## [DIRECTIVE 1]
Answer these questions about the blog post on lying, using what it states.
(a) How does Merriam-Webster's online dictionary define a lie?
(b) According to the post, where did lying start in biblical times?
(c) What does the post name as its topic at hand?

Okay, so you may be reading THIS title and wondering to yourself what in the heck could this blog be about or what is the deal with me being assumed a liar (…the nerve of Cell Block Legendz).

Hold that thought and let me clarify some things up front. No, I am not maliciously calling anyone a liar. It seems like no one likes to be lied to or called out as a liar. I get that.

But, let’s face it. Lying happens and in the interesting world that we live in, it would be safe to say that lies probably happen every day and are a part of life.

What Is A Lie?

Merriam’s Webster’s online dictionary defines a lie as to make an untrue statement with intent to deceive. Lying has been around since biblical times starting in the Garden of Eden. And, remember the modern-day saying, “The devil is a liar?”

Movies, documentaries, memes, research, and studies have been done about lying. You may or may not have even heard the saying that if someone’s lips move before the words come out of their mouth, then they’re about to tell a lie.

Why Do People Lie?

Why people lie is another topic. It may be to gain something or keep from losing something. Or, some people may lie just for sport. Yes, there are some folks who just may be “certified, unadulterated, and pathological liars”. They have no reason to lie, but simply do it just because.

The topic at hand for this article is about people lying to themselves and how to be honest with oneself. Whether one is lying to themselves for self-serving reasons to spare themselves of self-embarrassment or kind-hearted reasons to make themselves feel better, the issue is of lying to oneself is real.

Getting down to the bottom of how to deal with the lies one tells themselves is an important issue. It can serve to help one grow and improve their lives or else one may constantly find oneself on the receiving end of negative consequences of one’s failure to be honest with oneself.

Why People May Lie To Themselves

Some people lie to themselves their whole lives. Good luck with getting them to change if they don’t want to or there are other issues that they refuse to address and deal with to help them overcome telling themselves lies.

## [MATERIAL PROVIDED]
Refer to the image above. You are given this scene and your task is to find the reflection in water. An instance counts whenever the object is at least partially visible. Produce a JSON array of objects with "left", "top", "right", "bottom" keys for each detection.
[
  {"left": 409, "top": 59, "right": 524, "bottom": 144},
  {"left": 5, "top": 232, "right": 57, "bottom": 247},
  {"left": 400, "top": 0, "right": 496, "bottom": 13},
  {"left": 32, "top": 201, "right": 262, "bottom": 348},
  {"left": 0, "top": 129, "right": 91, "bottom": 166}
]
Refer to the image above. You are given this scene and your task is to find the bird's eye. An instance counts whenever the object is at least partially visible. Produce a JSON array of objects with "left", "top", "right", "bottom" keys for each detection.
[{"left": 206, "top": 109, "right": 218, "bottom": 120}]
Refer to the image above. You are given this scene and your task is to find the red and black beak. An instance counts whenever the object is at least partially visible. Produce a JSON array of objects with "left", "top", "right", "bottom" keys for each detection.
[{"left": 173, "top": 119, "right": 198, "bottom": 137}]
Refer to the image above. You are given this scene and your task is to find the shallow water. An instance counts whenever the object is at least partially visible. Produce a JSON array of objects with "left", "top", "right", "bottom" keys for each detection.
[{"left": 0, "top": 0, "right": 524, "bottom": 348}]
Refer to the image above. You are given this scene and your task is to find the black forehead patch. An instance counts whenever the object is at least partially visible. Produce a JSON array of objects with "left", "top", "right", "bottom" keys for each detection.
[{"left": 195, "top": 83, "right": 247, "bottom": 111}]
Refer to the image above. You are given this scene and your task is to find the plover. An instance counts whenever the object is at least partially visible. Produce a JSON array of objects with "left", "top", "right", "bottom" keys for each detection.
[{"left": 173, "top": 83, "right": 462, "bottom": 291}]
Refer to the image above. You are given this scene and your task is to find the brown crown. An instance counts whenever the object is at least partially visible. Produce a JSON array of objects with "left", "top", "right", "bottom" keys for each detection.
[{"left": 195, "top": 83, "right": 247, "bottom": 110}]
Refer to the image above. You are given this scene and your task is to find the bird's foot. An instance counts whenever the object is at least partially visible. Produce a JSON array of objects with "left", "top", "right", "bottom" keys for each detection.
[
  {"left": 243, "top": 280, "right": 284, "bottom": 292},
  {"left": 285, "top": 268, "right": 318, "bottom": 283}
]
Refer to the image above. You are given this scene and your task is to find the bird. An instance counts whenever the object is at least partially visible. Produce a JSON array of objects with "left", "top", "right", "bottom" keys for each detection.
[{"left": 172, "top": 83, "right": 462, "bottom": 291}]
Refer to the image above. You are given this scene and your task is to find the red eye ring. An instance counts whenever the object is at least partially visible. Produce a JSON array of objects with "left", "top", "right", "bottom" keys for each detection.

## [DIRECTIVE 2]
How many lines of the records contain the string "black"? Case counts; reply with the number alone.

## [WRITTEN REPLY 1]
(a) To make an untrue statement with intent to deceive.
(b) In the Garden of Eden.
(c) People lying to themselves and how to be honest with oneself.

## [WRITTEN REPLY 2]
2